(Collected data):

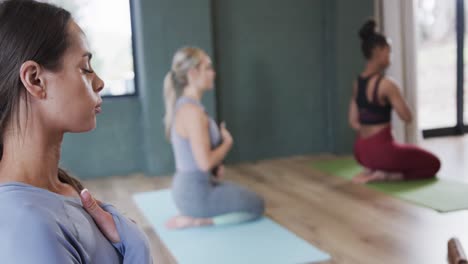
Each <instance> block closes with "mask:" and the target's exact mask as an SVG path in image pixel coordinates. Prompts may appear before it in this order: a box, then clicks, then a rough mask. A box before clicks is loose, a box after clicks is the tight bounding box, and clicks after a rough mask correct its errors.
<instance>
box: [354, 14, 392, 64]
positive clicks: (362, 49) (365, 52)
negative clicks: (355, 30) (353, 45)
mask: <svg viewBox="0 0 468 264" xmlns="http://www.w3.org/2000/svg"><path fill="white" fill-rule="evenodd" d="M376 27H377V24H376V23H375V20H373V19H369V20H367V21H366V23H364V25H362V27H361V29H360V30H359V37H360V38H361V41H362V43H361V50H362V53H363V55H364V57H365V58H366V59H370V58H371V57H372V51H373V50H374V49H375V48H376V47H386V46H389V44H388V41H387V38H386V37H385V36H384V35H382V34H381V33H378V32H376V31H375V29H376Z"/></svg>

(BRIEF): Rewrite the records above with every instance of "clicks" substituted by "points", keeping everything else the same and leaving out the pictures.

(TASK RESPONSE):
Each <instance> block closes with "mask:" and the target's exact mask as an SVG path in image pixel coordinates. Prompts may appear before it in this order: a box, then points, then a rough mask. A box before points is loose, a box after points is the tight bounding box, and points after a rough mask correct its errors.
<instance>
box: [354, 14, 392, 64]
positive points: (362, 49) (365, 52)
negative points: (355, 30) (353, 45)
mask: <svg viewBox="0 0 468 264" xmlns="http://www.w3.org/2000/svg"><path fill="white" fill-rule="evenodd" d="M376 27H377V24H376V23H375V20H373V19H369V20H367V21H366V23H364V25H362V27H361V29H360V30H359V37H360V38H361V41H362V43H361V50H362V53H363V55H364V57H365V58H366V59H370V58H371V57H372V51H373V50H374V49H375V48H376V47H386V46H389V44H388V41H387V38H386V37H385V36H384V35H382V34H381V33H378V32H376V31H375V29H376Z"/></svg>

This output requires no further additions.